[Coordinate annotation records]
[Start]

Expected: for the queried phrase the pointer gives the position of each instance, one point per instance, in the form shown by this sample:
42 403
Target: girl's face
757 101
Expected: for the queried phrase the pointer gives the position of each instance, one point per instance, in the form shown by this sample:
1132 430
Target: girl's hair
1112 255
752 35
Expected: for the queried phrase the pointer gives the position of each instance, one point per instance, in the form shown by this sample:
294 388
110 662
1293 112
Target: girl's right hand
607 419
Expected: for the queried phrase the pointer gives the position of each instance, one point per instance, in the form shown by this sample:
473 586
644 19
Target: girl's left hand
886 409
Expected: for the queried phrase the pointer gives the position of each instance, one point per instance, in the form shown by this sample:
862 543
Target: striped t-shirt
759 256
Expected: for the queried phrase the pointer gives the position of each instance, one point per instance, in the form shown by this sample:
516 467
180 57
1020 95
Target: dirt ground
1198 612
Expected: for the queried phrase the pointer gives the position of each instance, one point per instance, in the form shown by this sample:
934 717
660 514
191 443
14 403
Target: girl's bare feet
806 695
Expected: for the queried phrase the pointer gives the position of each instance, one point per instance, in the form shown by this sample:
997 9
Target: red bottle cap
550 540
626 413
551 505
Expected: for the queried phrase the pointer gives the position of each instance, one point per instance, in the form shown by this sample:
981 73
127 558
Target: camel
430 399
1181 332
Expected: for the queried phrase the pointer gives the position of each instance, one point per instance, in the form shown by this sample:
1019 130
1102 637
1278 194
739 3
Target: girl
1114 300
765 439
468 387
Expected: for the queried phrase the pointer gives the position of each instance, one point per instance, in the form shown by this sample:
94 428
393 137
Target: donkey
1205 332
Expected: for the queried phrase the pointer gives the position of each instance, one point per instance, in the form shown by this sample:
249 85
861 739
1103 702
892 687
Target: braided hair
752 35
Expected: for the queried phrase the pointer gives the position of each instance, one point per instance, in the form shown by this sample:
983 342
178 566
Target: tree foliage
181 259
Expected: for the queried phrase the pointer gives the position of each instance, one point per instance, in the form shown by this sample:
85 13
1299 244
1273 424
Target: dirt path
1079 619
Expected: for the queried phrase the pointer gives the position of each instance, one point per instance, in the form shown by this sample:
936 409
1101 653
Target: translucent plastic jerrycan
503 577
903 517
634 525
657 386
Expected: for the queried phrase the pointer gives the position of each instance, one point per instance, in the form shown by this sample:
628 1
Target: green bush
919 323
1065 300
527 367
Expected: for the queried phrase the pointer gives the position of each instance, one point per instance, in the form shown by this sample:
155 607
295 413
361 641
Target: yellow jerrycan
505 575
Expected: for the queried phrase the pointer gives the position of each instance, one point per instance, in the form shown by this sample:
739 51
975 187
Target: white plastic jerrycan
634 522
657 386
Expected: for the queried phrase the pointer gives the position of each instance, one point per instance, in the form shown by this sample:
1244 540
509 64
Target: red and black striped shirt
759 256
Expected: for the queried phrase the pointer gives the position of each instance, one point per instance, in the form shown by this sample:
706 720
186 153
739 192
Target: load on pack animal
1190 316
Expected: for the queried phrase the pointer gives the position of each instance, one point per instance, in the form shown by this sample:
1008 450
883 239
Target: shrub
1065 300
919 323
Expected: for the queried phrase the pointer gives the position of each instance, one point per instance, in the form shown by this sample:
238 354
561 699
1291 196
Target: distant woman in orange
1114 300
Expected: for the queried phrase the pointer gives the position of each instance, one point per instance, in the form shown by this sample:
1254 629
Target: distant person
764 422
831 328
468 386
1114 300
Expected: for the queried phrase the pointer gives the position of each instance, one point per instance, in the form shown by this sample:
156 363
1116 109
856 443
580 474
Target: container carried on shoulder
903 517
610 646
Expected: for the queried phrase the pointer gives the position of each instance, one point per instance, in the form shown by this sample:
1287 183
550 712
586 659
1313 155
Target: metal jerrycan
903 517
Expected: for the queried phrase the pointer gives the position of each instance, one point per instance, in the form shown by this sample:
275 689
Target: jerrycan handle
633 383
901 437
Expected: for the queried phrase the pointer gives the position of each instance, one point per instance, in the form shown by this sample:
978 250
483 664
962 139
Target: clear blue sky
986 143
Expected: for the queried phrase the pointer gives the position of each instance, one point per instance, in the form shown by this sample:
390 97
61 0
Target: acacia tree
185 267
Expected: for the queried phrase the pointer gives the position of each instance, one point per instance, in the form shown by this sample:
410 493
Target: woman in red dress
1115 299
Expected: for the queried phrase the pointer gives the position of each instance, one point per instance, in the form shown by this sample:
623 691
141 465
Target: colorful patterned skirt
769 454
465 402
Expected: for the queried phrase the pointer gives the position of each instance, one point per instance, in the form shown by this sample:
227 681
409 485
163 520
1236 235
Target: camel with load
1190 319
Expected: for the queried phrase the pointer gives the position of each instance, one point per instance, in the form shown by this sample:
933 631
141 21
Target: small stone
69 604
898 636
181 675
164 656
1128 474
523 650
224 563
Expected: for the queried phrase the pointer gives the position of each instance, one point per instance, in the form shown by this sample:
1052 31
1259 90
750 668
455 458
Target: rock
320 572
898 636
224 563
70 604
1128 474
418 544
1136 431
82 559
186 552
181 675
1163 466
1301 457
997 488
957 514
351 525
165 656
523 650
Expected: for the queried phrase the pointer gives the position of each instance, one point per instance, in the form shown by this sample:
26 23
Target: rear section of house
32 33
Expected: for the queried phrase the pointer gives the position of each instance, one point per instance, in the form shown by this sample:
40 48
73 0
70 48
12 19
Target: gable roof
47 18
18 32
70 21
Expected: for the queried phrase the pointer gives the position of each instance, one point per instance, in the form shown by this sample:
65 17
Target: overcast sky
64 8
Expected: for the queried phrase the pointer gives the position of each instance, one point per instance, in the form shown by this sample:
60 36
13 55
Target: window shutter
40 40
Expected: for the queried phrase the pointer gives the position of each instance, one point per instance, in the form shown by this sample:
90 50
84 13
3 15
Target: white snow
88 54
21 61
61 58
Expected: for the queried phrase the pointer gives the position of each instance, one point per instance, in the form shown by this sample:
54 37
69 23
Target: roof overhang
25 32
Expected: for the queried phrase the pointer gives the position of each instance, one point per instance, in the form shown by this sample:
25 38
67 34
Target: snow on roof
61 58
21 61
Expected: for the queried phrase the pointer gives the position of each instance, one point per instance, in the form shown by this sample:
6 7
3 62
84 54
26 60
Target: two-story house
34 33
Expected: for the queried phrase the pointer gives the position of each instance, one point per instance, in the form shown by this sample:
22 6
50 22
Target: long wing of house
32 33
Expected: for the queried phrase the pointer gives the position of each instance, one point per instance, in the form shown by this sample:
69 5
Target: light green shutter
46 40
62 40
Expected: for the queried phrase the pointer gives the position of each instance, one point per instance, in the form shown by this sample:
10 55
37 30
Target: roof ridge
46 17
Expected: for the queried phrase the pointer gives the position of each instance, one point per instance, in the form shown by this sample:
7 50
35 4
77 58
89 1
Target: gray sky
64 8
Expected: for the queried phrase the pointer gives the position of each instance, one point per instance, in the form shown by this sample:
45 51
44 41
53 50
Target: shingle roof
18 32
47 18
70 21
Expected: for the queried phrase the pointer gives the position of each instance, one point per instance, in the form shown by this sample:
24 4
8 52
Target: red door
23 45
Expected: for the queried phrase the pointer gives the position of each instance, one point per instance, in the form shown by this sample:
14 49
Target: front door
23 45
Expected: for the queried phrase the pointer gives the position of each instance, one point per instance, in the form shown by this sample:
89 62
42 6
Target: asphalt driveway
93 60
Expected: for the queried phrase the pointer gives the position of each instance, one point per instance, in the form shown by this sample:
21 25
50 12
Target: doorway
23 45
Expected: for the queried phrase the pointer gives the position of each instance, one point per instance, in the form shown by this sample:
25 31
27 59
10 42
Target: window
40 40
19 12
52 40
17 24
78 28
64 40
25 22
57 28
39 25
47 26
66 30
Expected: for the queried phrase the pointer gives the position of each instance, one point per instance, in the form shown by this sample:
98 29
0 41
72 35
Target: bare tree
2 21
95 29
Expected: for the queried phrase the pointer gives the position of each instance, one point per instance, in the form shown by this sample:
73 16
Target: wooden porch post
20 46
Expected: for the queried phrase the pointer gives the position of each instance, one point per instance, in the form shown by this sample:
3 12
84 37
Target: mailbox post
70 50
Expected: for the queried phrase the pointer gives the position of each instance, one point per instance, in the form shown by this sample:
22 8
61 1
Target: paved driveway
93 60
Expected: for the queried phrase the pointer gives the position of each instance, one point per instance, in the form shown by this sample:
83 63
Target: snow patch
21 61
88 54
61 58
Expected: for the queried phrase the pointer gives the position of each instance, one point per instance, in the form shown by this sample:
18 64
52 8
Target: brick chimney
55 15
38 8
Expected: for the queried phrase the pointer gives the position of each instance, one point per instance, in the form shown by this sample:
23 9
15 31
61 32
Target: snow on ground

[End]

> [What the task asks] Show each line of the entries above that contains the string "bare", reproducing every such line in full.

> [Final result]
Target: girl's bare feet
Target: bare tree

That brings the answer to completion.